- **What you need to do**
Exactly and only the lines from the one containing "like [429, 48]." through the close of the entries below are to be set down.

- **Dataset excerpts**
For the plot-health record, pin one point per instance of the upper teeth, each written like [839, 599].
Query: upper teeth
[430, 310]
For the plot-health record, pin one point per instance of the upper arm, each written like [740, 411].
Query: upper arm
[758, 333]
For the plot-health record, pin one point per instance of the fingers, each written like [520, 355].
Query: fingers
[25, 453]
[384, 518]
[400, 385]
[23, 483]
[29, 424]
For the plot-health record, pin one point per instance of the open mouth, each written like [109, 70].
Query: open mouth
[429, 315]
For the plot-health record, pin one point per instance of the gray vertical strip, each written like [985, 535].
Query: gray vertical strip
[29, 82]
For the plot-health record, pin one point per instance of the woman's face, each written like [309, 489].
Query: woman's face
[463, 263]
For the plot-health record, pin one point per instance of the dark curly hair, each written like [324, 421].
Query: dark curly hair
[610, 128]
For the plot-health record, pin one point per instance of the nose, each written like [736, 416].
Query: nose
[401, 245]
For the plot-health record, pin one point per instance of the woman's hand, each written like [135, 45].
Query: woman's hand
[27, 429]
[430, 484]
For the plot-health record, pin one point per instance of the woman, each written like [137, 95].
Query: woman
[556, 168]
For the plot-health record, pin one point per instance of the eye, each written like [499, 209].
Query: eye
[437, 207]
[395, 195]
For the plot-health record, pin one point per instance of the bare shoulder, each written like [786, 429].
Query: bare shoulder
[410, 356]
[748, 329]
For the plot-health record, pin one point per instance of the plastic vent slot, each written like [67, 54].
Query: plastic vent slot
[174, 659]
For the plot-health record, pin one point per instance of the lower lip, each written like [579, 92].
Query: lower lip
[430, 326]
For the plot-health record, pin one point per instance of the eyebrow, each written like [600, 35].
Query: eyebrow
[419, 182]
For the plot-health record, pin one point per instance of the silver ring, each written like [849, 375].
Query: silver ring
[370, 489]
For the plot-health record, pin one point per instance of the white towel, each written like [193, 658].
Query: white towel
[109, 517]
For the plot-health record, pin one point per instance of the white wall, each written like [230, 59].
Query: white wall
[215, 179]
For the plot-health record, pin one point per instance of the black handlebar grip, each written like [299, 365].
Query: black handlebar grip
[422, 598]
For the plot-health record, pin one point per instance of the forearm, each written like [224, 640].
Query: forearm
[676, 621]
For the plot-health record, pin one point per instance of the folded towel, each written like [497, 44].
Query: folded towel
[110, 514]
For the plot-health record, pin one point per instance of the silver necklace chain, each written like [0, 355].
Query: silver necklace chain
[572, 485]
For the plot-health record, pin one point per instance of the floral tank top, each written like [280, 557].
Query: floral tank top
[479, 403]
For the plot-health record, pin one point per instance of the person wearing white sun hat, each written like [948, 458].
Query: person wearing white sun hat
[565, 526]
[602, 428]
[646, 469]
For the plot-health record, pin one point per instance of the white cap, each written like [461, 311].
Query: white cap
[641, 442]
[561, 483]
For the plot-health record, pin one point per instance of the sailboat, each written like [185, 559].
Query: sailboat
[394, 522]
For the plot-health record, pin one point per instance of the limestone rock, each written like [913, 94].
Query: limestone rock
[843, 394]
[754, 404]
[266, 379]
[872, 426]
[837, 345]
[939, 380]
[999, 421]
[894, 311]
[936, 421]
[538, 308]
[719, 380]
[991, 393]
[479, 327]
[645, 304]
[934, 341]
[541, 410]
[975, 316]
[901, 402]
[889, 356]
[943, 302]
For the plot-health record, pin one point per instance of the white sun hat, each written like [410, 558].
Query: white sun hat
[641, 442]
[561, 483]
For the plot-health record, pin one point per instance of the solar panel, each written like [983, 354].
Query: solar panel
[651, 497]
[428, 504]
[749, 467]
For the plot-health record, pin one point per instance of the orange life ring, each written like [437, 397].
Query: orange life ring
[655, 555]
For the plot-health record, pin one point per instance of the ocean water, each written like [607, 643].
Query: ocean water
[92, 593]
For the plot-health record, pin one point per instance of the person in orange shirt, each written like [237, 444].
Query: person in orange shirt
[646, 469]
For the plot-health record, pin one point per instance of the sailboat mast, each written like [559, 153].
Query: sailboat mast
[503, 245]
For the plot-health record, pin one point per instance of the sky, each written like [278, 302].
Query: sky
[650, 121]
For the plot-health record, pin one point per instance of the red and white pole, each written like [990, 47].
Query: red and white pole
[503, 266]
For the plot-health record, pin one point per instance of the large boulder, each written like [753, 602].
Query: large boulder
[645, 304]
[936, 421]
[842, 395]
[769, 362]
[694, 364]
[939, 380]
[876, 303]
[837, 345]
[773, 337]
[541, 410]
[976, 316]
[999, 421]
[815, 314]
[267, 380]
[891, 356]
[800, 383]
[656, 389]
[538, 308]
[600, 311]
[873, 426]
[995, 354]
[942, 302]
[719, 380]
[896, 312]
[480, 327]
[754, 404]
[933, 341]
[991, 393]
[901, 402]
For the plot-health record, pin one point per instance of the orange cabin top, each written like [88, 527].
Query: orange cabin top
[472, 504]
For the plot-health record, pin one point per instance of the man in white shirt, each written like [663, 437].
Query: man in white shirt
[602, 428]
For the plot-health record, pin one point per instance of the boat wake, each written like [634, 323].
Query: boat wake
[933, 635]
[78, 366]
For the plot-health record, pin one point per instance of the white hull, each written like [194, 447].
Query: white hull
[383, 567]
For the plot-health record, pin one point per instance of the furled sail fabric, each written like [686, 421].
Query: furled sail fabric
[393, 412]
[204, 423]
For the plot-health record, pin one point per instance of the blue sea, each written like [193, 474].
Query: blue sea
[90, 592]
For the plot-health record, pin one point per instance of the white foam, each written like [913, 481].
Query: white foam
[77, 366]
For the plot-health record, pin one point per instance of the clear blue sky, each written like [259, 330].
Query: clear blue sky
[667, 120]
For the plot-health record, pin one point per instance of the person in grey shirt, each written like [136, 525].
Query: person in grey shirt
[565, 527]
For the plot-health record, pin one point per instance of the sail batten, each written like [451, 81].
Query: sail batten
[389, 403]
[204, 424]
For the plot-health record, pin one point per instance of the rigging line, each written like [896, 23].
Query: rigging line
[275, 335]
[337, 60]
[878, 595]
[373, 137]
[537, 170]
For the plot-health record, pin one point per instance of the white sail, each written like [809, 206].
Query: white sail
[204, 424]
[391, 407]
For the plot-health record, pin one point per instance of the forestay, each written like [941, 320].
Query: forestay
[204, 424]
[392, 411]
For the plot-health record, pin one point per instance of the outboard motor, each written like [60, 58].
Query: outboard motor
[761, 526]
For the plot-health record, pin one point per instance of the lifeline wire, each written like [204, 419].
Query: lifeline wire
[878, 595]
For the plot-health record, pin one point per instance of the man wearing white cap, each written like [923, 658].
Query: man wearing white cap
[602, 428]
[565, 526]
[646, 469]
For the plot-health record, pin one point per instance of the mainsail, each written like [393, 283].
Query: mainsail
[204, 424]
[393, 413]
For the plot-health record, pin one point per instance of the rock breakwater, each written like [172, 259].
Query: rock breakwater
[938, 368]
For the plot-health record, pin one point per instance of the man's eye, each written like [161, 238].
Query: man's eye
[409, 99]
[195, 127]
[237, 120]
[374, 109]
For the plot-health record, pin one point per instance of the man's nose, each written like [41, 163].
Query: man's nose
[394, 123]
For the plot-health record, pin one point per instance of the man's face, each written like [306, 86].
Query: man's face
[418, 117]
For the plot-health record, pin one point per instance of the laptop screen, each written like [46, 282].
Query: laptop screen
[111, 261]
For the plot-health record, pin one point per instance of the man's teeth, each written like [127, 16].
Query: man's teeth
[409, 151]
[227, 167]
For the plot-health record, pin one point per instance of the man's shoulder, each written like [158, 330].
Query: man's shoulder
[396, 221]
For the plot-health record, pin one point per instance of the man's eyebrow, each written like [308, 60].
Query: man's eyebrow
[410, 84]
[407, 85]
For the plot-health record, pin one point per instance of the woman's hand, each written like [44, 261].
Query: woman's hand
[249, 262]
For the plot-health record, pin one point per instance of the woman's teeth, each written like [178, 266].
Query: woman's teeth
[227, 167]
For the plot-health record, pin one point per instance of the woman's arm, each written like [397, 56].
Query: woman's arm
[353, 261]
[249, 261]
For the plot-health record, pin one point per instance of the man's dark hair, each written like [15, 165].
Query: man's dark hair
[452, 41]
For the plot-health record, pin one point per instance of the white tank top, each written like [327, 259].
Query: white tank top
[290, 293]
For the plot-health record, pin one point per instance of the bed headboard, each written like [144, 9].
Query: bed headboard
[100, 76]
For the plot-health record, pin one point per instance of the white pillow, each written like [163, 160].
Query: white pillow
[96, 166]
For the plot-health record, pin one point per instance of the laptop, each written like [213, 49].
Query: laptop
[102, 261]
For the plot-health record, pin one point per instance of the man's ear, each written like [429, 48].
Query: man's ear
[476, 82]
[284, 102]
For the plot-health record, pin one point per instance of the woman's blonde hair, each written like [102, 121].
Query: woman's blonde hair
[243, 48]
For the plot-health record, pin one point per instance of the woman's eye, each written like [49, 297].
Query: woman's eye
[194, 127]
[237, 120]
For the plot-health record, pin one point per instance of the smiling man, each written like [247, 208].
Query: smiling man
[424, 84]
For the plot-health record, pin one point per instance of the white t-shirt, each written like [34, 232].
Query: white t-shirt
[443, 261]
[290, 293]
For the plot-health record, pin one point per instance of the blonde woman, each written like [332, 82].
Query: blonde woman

- **Output of the task**
For the plot-health record, pin one point per instance of the man's ear, each written like [429, 48].
Query: man's ear
[476, 82]
[284, 102]
For the plot-health record, pin one point per instance of the woman's blonde hair, each written like [102, 121].
Query: woman's blonde hair
[243, 48]
For the plot-health record, pin one point per instance of the woman's eye, each written like [49, 297].
Query: woman's eye
[194, 127]
[237, 120]
For the plot-health record, pin one point per instance of the smiling man, each written like [247, 208].
Query: smiling man
[424, 84]
For the plot-health record, pin one point per instance of the white t-shirt, each written like [34, 232].
Query: white t-shirt
[443, 261]
[290, 293]
For the plot-health record, pin one point per instance of the blonde woman, each written like [332, 82].
Query: blonde woman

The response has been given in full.